_INSTRUCTIONS FOR THE TASK_
Output, word for word, only the lines of the listing below from the line containing "If you could annotate the white boat" through the line containing "(1212, 489)", both of those lines included.

_EXERCISE DATA_
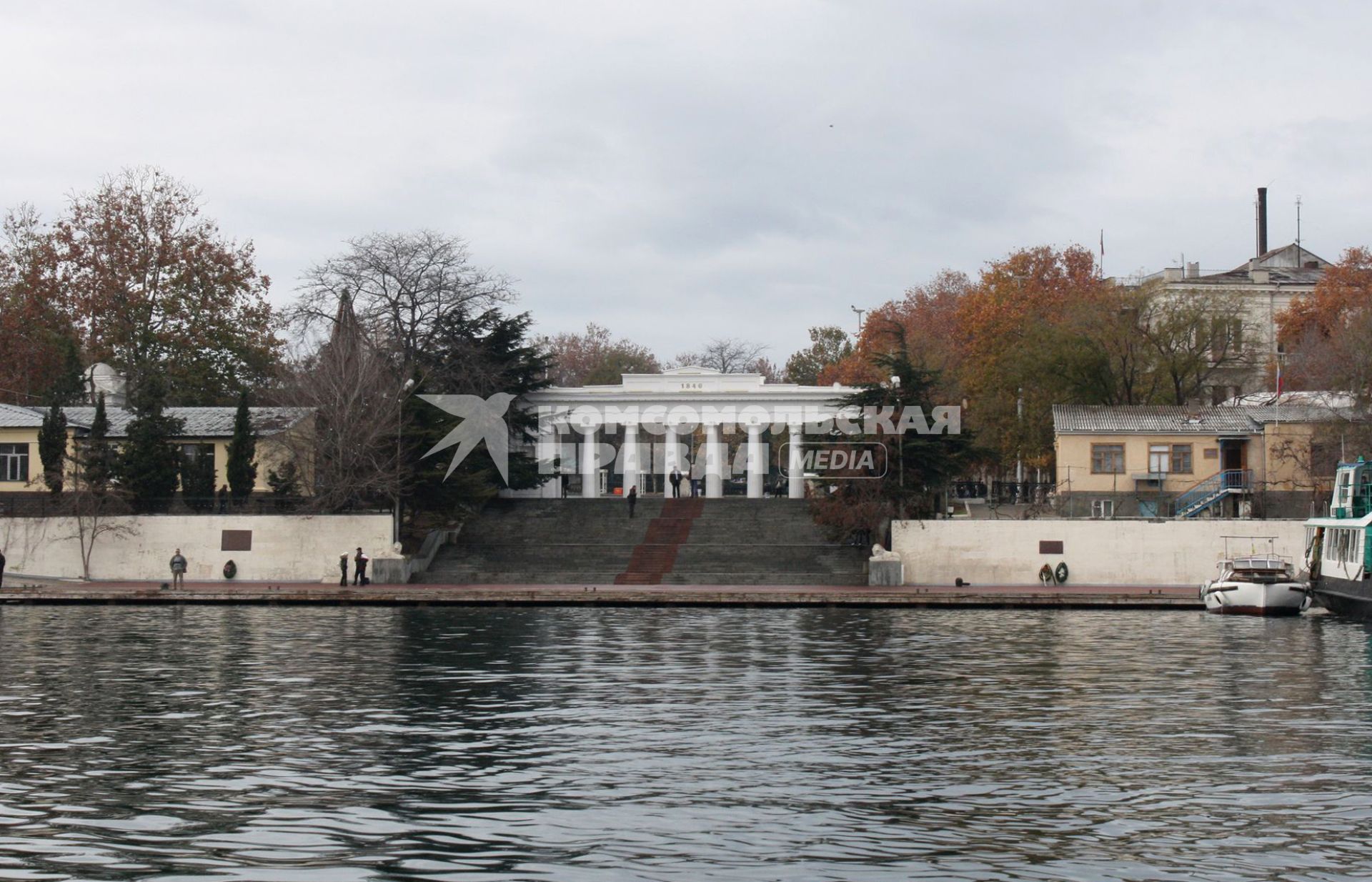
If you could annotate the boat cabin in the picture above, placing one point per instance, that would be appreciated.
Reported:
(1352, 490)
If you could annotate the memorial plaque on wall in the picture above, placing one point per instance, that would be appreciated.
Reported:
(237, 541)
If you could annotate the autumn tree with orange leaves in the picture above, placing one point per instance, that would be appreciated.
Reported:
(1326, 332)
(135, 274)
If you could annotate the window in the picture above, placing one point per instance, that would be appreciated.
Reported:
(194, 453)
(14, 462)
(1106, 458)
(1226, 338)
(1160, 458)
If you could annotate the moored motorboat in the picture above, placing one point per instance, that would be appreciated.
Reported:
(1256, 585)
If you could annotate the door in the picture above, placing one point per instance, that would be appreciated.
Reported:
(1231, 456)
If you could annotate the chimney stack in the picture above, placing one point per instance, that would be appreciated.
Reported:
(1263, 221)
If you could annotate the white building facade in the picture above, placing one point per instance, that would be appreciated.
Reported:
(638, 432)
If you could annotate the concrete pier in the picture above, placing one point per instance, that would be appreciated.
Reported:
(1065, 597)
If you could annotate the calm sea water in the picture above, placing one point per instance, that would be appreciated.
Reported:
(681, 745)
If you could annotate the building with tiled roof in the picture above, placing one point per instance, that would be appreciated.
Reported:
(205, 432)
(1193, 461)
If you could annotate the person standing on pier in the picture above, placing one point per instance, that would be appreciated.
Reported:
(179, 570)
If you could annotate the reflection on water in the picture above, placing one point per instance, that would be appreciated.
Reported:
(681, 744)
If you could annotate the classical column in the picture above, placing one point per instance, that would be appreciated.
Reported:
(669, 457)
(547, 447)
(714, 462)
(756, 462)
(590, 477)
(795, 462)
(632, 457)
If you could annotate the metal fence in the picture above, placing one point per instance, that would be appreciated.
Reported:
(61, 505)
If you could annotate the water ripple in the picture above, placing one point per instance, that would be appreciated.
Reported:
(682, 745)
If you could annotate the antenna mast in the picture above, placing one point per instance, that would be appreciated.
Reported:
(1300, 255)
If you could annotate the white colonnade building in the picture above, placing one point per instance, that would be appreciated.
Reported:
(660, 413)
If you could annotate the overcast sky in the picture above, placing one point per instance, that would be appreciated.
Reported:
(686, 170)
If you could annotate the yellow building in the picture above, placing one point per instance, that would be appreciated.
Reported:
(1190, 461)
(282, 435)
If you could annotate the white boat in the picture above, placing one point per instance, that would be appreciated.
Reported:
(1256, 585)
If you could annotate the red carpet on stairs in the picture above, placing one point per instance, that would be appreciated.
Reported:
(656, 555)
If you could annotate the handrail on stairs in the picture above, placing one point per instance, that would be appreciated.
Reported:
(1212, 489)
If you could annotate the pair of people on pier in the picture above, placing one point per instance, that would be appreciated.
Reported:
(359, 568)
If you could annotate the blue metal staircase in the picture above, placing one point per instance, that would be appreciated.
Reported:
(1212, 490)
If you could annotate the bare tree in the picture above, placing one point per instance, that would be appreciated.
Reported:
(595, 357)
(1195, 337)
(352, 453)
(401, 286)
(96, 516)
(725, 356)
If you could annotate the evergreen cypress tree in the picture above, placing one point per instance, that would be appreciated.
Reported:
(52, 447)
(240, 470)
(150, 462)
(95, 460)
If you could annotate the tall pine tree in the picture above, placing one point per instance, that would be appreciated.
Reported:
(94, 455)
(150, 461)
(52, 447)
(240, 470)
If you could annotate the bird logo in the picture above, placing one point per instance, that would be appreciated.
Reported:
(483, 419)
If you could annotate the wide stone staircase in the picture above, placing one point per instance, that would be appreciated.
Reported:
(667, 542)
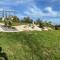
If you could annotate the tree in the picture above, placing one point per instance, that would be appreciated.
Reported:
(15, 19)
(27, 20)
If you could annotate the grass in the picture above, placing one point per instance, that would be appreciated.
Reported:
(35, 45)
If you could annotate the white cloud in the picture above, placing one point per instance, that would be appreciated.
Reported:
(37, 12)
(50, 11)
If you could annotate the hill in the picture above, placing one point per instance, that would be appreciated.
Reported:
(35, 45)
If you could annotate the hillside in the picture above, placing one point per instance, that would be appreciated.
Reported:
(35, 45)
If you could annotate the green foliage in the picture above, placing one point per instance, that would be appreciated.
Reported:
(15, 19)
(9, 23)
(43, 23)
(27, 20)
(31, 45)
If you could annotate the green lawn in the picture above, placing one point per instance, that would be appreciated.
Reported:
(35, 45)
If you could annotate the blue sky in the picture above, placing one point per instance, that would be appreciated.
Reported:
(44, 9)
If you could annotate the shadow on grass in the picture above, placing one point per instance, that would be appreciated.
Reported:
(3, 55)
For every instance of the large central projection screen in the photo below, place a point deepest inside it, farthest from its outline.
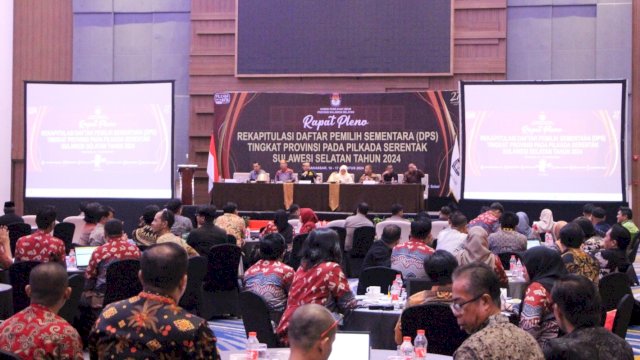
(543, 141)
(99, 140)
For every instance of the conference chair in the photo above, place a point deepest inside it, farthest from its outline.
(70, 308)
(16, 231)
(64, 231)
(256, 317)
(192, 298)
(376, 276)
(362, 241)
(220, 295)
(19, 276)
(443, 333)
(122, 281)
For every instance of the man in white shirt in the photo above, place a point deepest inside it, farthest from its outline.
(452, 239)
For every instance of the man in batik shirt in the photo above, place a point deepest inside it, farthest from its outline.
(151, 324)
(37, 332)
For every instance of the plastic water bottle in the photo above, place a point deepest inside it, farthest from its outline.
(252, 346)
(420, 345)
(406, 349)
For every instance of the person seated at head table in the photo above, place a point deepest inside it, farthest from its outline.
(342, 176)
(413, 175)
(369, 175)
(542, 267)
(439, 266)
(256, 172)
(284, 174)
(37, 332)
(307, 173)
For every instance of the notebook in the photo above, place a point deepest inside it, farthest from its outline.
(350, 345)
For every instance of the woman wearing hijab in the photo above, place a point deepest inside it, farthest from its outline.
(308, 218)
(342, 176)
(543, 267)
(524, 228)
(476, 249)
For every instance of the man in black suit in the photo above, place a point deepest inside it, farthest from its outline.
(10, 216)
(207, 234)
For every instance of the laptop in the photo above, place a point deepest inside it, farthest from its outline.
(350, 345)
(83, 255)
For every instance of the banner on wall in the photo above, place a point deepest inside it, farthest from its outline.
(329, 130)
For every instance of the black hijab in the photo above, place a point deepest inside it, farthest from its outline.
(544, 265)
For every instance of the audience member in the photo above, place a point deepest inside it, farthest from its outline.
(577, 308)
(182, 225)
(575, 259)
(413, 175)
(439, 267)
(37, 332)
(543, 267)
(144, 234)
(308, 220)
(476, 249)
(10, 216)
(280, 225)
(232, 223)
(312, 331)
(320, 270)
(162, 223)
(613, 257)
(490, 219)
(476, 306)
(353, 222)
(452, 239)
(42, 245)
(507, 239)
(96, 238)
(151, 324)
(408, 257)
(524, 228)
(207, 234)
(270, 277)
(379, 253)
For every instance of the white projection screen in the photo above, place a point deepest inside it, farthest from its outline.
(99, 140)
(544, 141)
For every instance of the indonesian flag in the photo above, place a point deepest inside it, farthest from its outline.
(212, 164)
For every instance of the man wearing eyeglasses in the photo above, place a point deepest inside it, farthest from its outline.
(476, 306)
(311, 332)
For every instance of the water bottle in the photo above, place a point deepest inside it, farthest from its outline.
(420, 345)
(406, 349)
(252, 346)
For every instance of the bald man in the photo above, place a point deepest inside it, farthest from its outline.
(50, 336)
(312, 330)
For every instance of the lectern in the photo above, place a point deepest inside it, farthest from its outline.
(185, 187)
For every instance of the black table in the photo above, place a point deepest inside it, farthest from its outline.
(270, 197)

---

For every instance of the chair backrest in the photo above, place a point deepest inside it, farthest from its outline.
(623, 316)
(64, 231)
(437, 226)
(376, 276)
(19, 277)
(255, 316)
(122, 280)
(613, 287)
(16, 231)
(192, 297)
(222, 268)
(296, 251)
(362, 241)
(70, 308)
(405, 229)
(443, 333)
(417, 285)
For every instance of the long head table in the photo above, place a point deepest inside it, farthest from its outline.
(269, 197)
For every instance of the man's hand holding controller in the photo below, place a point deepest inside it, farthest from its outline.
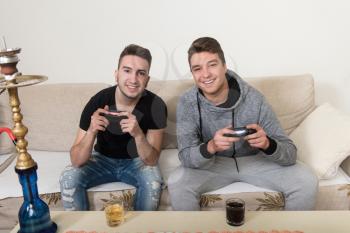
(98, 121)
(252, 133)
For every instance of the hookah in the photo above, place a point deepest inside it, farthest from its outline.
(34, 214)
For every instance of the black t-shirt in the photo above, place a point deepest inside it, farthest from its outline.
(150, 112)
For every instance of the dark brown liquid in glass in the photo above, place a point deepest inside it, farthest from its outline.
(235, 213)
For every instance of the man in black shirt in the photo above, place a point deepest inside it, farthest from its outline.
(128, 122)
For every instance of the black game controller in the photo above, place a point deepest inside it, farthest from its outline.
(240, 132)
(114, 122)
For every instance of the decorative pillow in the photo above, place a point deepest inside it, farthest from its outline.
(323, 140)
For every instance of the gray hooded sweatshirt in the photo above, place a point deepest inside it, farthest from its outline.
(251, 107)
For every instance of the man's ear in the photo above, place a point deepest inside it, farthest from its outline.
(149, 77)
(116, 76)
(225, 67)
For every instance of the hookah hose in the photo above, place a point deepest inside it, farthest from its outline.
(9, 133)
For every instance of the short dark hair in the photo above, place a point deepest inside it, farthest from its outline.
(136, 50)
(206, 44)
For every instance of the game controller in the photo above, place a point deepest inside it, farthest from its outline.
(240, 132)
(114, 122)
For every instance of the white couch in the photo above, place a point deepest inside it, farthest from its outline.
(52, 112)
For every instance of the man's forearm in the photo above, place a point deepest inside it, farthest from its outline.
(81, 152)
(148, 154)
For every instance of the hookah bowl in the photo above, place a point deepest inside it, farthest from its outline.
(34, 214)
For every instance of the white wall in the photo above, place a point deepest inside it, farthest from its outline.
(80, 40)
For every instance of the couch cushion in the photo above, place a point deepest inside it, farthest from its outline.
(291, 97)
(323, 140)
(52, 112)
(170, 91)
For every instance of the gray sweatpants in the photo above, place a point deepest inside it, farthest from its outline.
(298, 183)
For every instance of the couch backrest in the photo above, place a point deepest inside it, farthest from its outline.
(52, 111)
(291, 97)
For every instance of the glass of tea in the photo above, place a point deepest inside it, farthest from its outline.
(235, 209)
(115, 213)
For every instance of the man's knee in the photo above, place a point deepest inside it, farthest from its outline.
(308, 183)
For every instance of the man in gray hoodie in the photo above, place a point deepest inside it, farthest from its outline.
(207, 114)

...

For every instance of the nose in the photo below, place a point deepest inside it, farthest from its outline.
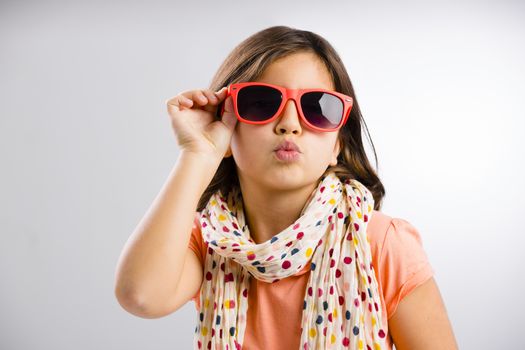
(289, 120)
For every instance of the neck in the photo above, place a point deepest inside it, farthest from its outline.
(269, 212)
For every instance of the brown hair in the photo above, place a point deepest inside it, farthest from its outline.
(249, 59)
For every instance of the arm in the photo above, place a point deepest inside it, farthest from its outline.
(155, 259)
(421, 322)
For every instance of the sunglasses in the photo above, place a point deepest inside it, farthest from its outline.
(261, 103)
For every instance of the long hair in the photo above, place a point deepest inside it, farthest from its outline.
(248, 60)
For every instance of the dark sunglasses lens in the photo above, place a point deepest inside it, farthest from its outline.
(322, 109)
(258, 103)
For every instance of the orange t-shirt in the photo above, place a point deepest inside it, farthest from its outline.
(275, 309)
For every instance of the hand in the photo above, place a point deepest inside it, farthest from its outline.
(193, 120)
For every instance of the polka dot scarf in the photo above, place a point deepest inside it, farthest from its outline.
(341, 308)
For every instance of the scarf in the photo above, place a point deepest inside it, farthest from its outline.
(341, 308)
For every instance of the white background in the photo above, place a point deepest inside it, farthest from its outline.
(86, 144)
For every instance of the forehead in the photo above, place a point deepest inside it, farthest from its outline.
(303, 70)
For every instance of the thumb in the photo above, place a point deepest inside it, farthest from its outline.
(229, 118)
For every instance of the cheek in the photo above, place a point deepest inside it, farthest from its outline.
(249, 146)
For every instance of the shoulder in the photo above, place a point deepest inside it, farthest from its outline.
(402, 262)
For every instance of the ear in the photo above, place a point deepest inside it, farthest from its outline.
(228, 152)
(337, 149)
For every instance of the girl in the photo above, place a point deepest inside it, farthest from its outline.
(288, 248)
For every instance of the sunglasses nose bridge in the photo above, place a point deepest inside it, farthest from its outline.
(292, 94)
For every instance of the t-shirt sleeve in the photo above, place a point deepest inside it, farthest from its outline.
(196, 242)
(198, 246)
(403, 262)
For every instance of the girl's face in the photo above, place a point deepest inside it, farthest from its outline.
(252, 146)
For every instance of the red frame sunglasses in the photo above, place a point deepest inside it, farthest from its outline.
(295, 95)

_SOLUTION TO THIS EXERCISE_
If you could annotate the white boat in the picture above, placing one point per instance, that would be appreciated.
Reported:
(1256, 585)
If you could annotate the red carpet on stairs in the picture above, placing one point per instance, that would be appreciated.
Reported:
(656, 555)
If you could annotate the handrail on stairs in the picture above, placing one point per instance, that would be appreciated.
Reported:
(1212, 489)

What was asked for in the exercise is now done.